→ What is expected: In the forum thread below about burying cables between two buildings, where does the first poster plan to put surge protectors?

→ Excerpted text:
- - - -
# Direct buried 1k ft run of electric, fiber, data(cat5e) and Voice (Cat3) -same trench



## sj22 (Sep 23, 2008)

Greetings:
I am connecting two buildings in the campus and need to bury power, fiber (62.5/125 multi-mode 6 strands), cat5e 3 cables, cat3 25pair bundle in a single trench. All cables are rated for direct burial. My question is how far away should I keep the electric from the rest of low voltage ? And how best to do it. Are there spacers available that I could use ?

I will be putting surge protectors at the service entrance for cat5 and cat3. Fiber don't need surge protection

What is the best way to ground the entire run (electric and low voltage) ? Since these buildings are grounded separately (ie no common ground between them), how do I mitigate the risk of ground loop ?

Thanks!
Shaw
:icon_confused:


----------



## paul d. (Jul 13, 2008)

why dont you put everything in PVC pipe? one pipe for every cable plus couple of spares.


----------



## sj22 (Sep 23, 2008)

Thanks Paul d. 
That may be (1) over engineering, (2) more labor (3) beats the purpose of having direct burial cable (4) does not address the distance seperation between low voltage and high voltage (5) does not address ground loop

The questions are:
(a) how much gap/distance between electric and low voltage cable
(b) how to mitigate the risk of ground loop

Thanks
Shaw


----------



## Bkessler (Feb 14, 2007)
- - - -
→ Recorded data:
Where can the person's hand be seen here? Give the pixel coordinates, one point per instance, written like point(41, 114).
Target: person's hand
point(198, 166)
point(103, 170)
- - - -
→ Exercise result: At the service entrance, for the cat5 and cat3 cables.